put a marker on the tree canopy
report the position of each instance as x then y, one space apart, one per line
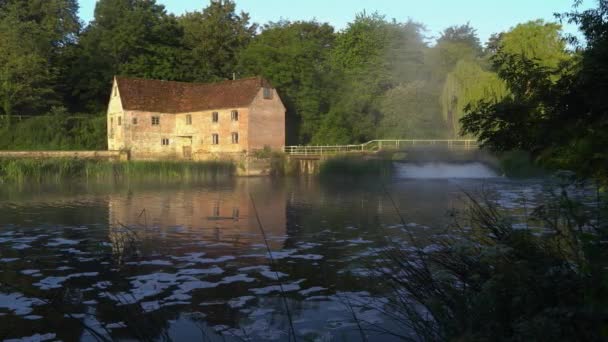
377 78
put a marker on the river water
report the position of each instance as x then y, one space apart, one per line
190 261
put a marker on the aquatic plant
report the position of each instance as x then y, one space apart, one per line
56 170
492 278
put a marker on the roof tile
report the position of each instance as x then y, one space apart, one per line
180 97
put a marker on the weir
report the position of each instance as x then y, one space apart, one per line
308 159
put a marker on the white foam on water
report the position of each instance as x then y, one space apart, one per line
18 303
439 170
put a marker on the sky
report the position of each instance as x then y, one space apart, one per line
487 16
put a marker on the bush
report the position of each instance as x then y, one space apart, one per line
55 132
490 278
57 170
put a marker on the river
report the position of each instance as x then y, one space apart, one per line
191 262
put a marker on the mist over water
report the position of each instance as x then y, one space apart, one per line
440 170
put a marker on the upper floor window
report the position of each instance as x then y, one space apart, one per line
267 93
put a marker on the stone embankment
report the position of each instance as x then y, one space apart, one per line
94 155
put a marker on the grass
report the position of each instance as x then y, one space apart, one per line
55 132
57 170
519 164
488 279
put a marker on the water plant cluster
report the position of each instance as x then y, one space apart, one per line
495 275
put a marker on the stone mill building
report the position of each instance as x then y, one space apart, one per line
155 120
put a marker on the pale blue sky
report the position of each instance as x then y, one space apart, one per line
487 16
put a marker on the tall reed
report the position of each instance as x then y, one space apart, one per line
57 170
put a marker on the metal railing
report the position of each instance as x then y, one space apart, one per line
381 145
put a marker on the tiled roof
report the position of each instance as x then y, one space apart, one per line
179 97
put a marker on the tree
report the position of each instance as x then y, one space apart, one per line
26 79
461 34
468 83
535 40
127 37
293 57
214 39
370 57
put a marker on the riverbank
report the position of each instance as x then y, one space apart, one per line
58 169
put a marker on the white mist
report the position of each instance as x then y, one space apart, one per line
439 170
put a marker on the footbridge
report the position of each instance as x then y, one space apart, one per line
309 158
382 145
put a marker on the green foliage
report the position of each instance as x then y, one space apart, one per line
536 40
468 83
355 167
556 108
57 170
370 57
129 38
494 277
214 40
293 57
520 164
56 132
410 111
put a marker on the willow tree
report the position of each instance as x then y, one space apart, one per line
466 85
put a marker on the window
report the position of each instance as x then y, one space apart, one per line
267 93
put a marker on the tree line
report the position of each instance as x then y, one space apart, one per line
377 78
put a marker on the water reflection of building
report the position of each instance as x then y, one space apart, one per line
221 214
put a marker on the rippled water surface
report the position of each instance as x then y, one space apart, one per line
190 262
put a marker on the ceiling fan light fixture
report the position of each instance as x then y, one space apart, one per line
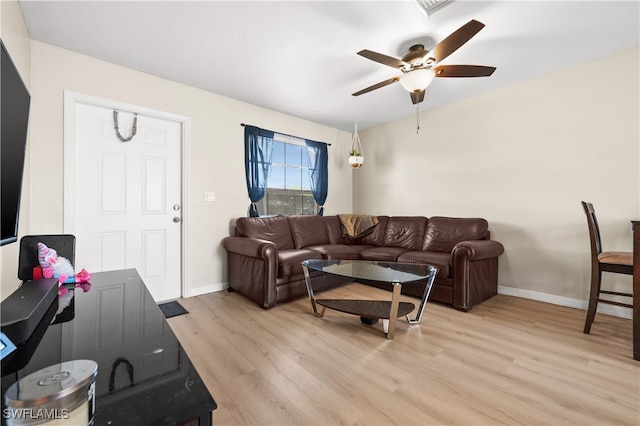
417 80
428 7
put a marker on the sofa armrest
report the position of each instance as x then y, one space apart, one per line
477 250
251 247
475 272
252 269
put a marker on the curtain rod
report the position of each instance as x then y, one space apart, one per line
284 134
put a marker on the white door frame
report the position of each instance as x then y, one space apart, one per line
71 99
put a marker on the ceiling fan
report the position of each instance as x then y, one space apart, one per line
419 66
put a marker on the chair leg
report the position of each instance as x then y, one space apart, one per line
594 295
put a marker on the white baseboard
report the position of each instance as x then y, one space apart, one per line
199 291
616 311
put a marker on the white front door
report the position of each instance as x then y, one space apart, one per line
126 196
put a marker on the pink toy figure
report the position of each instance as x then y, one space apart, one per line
54 266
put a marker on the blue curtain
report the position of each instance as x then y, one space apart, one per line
318 161
258 145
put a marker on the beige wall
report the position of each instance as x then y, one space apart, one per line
522 157
217 149
15 37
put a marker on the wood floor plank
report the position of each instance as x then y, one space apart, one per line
508 361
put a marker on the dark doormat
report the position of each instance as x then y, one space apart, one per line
172 309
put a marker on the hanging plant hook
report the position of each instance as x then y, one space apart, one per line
356 155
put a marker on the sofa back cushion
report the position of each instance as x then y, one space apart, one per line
334 230
308 230
275 229
405 232
443 233
376 238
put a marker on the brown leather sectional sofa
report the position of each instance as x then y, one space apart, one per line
265 253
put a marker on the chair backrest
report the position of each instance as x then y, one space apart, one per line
64 244
594 230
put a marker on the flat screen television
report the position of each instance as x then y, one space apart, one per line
14 117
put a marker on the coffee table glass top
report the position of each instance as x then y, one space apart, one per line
391 272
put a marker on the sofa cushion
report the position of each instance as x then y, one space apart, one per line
334 230
289 261
336 251
405 232
275 229
442 261
308 230
443 233
376 238
382 254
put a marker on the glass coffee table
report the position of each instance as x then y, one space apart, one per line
370 311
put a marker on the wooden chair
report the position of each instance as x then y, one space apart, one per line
619 262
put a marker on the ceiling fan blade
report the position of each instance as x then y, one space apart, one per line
456 39
463 71
417 97
383 59
376 86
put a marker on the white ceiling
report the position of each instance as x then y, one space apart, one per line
299 57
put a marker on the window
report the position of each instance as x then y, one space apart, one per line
288 186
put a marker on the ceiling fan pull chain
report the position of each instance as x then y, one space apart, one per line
134 129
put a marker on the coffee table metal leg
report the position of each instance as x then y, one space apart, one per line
393 312
307 281
425 297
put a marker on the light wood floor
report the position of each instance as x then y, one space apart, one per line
508 361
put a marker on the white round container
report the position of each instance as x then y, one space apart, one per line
61 394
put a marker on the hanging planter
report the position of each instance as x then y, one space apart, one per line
356 159
356 155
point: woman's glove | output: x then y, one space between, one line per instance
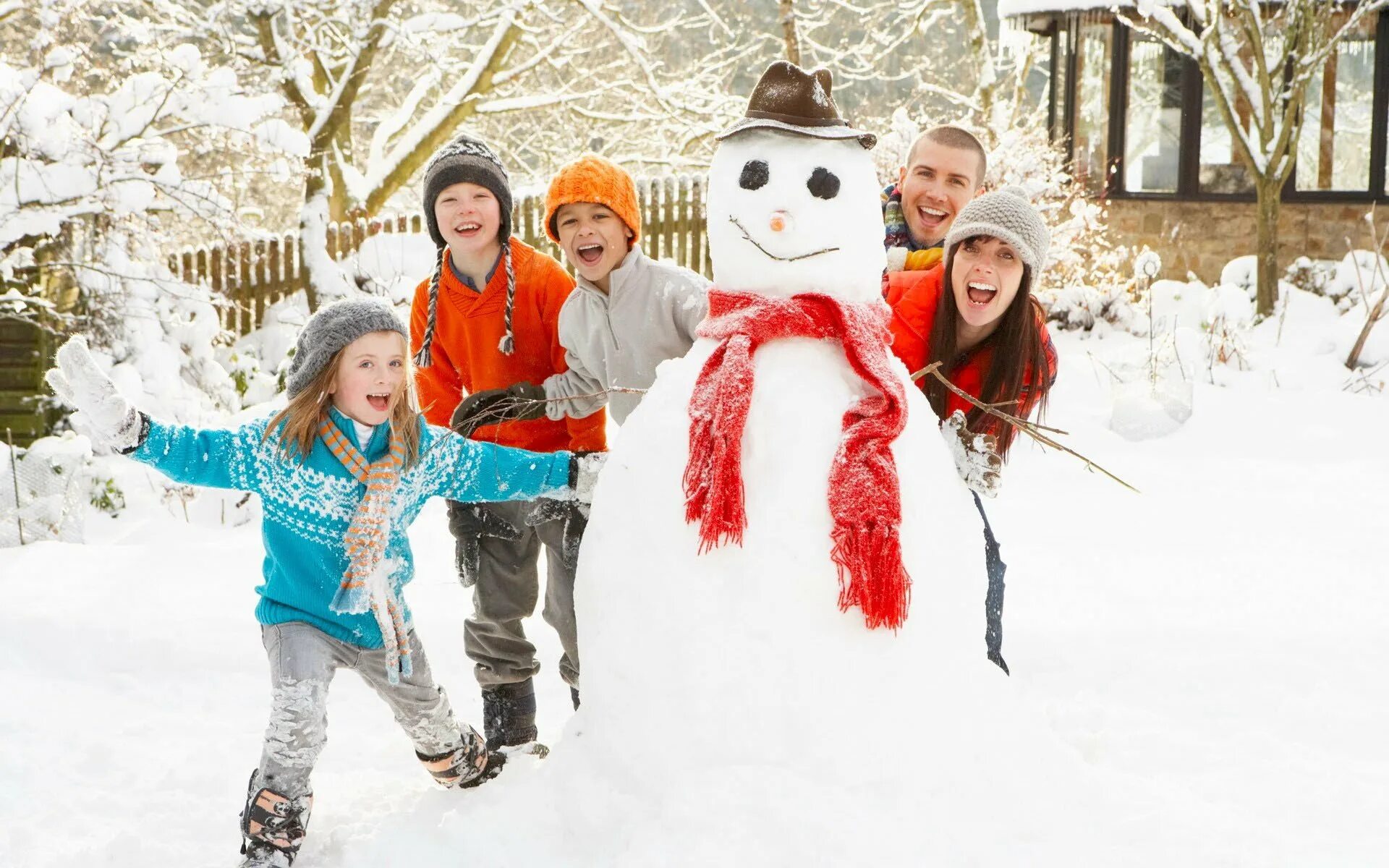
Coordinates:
81 385
516 403
975 456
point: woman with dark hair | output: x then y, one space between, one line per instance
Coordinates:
990 335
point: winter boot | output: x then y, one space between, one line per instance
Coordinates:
509 714
467 765
273 825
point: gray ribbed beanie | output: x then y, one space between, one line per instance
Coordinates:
467 160
1008 216
332 328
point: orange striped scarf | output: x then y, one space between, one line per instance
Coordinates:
362 590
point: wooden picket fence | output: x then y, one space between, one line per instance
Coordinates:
255 274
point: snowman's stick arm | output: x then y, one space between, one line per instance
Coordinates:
1028 428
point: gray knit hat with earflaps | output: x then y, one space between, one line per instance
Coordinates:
332 328
1008 216
467 160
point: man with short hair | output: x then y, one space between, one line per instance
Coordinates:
943 171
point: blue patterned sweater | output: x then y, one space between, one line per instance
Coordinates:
309 504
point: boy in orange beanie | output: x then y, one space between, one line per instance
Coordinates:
489 317
628 312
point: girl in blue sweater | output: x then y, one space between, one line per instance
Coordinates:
342 472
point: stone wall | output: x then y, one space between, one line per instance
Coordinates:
1200 237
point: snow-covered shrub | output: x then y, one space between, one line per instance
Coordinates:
1088 278
1244 273
92 176
43 490
1314 277
392 264
1359 277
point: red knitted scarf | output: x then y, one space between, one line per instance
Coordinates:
865 495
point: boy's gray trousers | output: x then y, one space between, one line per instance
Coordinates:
303 661
506 587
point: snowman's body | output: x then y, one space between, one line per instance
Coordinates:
741 655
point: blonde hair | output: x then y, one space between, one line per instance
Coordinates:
297 424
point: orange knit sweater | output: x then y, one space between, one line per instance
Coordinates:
469 327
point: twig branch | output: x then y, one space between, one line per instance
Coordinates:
1028 428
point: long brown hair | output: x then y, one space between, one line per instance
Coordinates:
297 424
1017 353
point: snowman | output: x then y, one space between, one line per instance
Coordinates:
780 543
780 592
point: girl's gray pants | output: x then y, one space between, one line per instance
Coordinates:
303 661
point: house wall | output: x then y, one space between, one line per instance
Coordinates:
1200 237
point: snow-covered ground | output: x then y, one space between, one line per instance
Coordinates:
1215 642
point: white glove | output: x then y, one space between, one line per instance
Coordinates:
975 456
81 385
584 475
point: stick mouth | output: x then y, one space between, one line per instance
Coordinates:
768 253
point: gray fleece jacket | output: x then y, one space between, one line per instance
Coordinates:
647 315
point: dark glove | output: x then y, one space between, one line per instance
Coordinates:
470 522
516 403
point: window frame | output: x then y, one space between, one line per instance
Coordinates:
1192 88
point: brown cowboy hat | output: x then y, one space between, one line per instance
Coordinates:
792 101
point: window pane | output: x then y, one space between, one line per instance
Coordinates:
1063 46
1223 170
1153 127
1334 146
1092 101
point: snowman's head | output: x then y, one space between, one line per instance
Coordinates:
791 213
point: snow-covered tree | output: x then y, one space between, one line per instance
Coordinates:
92 124
1257 60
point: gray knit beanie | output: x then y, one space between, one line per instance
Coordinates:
467 160
1008 216
332 328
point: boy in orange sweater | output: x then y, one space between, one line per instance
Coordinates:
488 317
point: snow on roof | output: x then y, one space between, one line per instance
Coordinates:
1011 9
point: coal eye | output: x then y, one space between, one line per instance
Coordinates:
755 175
823 184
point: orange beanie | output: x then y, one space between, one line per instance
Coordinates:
592 178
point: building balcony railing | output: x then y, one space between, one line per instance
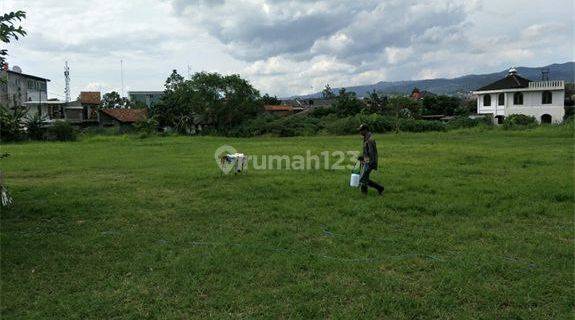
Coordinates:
552 84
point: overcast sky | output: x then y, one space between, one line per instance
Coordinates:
285 47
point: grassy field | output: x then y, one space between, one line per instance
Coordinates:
473 225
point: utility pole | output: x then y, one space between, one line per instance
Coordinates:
122 76
67 82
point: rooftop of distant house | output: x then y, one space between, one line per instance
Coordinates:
126 115
27 75
511 81
90 97
278 108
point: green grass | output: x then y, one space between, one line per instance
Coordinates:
473 225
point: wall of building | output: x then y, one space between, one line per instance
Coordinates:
148 98
532 105
19 88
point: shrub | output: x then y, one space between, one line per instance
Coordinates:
62 131
378 123
411 125
11 125
322 112
519 121
463 122
35 127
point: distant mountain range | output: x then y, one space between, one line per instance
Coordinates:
460 85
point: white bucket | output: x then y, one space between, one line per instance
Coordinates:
354 180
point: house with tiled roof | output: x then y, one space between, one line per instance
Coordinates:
514 94
123 119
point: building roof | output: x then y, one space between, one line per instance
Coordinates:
511 81
145 92
27 75
90 97
126 115
278 108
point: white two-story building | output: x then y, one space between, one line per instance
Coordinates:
544 100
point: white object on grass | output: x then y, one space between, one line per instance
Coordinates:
238 160
354 180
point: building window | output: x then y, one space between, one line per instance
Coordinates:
487 100
518 98
547 97
501 99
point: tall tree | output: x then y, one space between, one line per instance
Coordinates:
113 100
327 92
9 30
222 101
376 102
269 100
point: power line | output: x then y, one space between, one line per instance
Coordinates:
67 80
122 75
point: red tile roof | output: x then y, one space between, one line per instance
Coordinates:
90 97
278 108
126 115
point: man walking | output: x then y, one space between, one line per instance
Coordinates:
368 160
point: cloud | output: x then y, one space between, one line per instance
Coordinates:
286 47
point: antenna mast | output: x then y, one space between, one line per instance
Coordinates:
122 75
545 74
67 82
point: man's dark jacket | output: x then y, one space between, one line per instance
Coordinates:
370 151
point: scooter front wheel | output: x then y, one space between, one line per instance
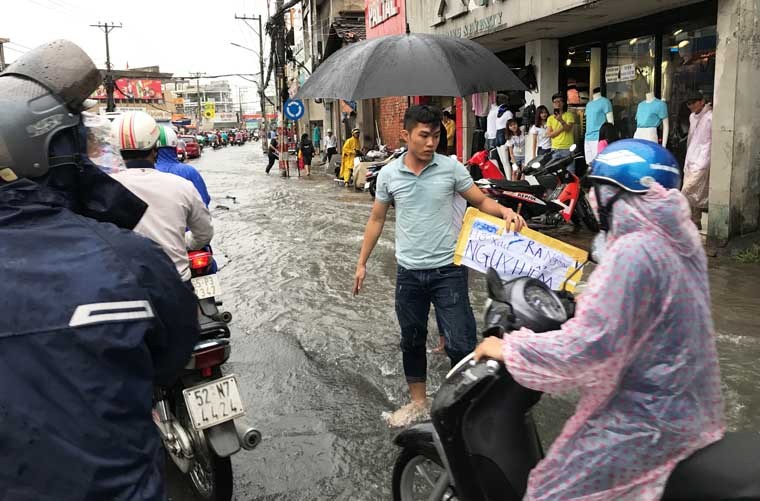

-=-=-

(AIM) Give the stretch from the line containing "point: building roof" through the end of the material again with "Coordinates" renamed to "Positions" everywhere and nothing else changed. Leave the pictures out of your answer.

(TASK ANSWER)
point: building roof | output: x then y, one space between, one line per instance
Positions:
511 81
145 92
27 75
90 97
126 115
278 108
point: white two-story building | output: x then y, one space between, one line per instance
Positions:
544 100
point: white object on grass | output: x then y, one space between, one line per instance
Positions:
238 160
354 180
point: building window | output: x then y, one space between, one line per instance
Positions:
487 100
518 98
547 97
501 99
point: tall tree | output: x then y, one space between, one line per instance
Positions:
113 100
327 92
9 30
222 101
376 102
269 100
point: power line | output: x then y, one space between, one line per instance
Positions:
67 80
122 75
point: red tile roof | output: x then y, one space between, one line per instance
Positions:
90 97
278 108
126 115
point: man walking | output: x then y, one space between, one line per instance
Positions:
368 160
point: cloud | output: x then y, one space between, one line per instance
Positions:
286 47
point: antenna mast | output: x then y, one space between, one line per instance
Positions:
122 75
545 74
67 82
point: man's dark jacket | output: x then y, one space between, one line per instance
Positions:
370 151
point: scooter front wheel | output: x then y, one space between, one line per instance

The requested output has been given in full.